• [Data shown]:
┌──

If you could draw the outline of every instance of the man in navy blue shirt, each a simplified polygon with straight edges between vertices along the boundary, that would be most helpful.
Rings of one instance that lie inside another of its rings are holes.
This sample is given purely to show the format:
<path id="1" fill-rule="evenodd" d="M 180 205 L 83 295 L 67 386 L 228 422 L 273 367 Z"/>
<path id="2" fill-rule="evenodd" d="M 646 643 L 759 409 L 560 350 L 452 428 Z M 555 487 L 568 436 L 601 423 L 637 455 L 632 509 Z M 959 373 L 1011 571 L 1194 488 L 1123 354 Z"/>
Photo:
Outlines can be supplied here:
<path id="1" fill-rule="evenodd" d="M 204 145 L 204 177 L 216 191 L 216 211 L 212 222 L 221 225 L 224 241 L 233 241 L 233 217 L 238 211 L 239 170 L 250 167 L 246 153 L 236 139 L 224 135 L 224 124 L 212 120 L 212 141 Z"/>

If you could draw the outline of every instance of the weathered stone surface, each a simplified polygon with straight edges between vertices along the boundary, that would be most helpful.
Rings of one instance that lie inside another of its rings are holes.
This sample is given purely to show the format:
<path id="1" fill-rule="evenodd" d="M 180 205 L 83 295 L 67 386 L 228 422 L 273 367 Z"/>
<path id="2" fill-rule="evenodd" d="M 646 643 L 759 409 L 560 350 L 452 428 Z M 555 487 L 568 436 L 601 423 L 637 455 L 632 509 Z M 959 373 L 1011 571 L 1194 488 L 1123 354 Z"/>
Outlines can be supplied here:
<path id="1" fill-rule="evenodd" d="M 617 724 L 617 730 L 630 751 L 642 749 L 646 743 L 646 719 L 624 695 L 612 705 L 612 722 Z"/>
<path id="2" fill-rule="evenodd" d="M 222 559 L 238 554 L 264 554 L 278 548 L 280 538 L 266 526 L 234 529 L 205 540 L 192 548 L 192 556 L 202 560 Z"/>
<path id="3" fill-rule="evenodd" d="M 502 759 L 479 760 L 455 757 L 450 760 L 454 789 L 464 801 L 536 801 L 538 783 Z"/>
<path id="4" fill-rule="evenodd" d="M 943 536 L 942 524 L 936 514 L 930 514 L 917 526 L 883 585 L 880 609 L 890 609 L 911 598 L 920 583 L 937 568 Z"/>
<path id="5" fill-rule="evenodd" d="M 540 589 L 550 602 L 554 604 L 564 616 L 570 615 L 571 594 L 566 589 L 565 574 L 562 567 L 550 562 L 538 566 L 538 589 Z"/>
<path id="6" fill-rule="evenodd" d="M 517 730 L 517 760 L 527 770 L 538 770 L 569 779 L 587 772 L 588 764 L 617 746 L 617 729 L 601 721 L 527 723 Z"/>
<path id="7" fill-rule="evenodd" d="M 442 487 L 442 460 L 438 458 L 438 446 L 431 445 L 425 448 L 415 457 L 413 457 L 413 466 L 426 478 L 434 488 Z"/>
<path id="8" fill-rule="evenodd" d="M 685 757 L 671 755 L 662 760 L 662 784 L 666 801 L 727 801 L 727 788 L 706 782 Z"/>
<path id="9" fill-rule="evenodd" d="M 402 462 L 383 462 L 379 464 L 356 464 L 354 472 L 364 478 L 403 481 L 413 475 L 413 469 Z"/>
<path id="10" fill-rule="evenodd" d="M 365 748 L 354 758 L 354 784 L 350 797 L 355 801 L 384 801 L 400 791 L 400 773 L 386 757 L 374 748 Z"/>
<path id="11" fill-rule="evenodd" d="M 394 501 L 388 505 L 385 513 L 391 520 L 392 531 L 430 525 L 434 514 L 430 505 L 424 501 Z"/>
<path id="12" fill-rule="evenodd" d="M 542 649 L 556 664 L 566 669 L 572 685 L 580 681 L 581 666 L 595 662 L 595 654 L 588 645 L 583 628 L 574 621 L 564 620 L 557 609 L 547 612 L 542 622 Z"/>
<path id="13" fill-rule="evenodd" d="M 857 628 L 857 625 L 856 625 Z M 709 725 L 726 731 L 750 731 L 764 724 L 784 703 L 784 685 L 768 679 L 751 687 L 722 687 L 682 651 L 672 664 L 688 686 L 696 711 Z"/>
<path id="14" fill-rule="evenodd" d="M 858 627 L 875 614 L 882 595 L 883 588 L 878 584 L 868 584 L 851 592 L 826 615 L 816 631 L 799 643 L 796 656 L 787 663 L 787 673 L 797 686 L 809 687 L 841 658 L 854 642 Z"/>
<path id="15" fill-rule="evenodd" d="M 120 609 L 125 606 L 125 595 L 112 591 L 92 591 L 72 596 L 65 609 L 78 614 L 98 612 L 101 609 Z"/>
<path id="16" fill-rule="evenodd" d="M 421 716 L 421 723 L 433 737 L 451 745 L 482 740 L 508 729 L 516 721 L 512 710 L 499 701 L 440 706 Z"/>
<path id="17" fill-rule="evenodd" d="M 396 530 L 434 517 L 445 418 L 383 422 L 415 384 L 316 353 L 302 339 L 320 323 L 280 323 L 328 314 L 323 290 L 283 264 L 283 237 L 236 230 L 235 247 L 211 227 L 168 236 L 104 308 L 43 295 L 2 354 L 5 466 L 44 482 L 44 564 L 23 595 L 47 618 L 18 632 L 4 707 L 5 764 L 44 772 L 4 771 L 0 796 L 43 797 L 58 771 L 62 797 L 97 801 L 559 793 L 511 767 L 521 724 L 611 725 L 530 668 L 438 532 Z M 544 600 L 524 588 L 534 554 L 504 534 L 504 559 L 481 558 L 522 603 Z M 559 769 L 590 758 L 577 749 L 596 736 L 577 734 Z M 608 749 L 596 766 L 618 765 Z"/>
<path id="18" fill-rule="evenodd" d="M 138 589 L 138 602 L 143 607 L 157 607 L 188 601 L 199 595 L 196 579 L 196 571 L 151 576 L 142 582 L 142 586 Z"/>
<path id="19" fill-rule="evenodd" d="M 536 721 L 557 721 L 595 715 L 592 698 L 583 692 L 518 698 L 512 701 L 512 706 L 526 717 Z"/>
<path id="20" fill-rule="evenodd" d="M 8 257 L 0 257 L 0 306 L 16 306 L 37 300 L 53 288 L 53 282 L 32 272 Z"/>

└──

• [What is being asked]: Rewrite the records above as a numbered list, from the line that contains "of the weathered" through the line that contains "502 759 L 479", inclusive. Leave out any blank lines and include no other lines.

• [Answer below]:
1. If you could draw the outline of every instance of the weathered stone surface, each a simplified polygon with straight edges between vertices along the boundary, that would be most helpful.
2. Rings of one instance that lie inside another of its rings are holes.
3. This sample is given purely to show the format:
4. <path id="1" fill-rule="evenodd" d="M 180 205 L 83 295 L 67 386 L 228 422 L 273 367 Z"/>
5. <path id="2" fill-rule="evenodd" d="M 646 643 L 759 409 L 560 350 L 452 428 Z M 555 487 L 568 436 L 601 423 L 637 455 L 632 509 Z M 959 373 L 1011 571 L 1194 488 L 1123 354 Z"/>
6. Outlines can be supplied here:
7. <path id="1" fill-rule="evenodd" d="M 617 724 L 617 730 L 630 751 L 642 749 L 646 743 L 646 719 L 624 695 L 612 705 L 612 722 Z"/>
8. <path id="2" fill-rule="evenodd" d="M 222 559 L 238 554 L 264 554 L 278 548 L 280 538 L 266 526 L 234 529 L 205 540 L 192 548 L 192 556 L 202 560 Z"/>
9. <path id="3" fill-rule="evenodd" d="M 502 759 L 479 760 L 455 757 L 450 760 L 454 789 L 464 801 L 536 801 L 538 783 Z"/>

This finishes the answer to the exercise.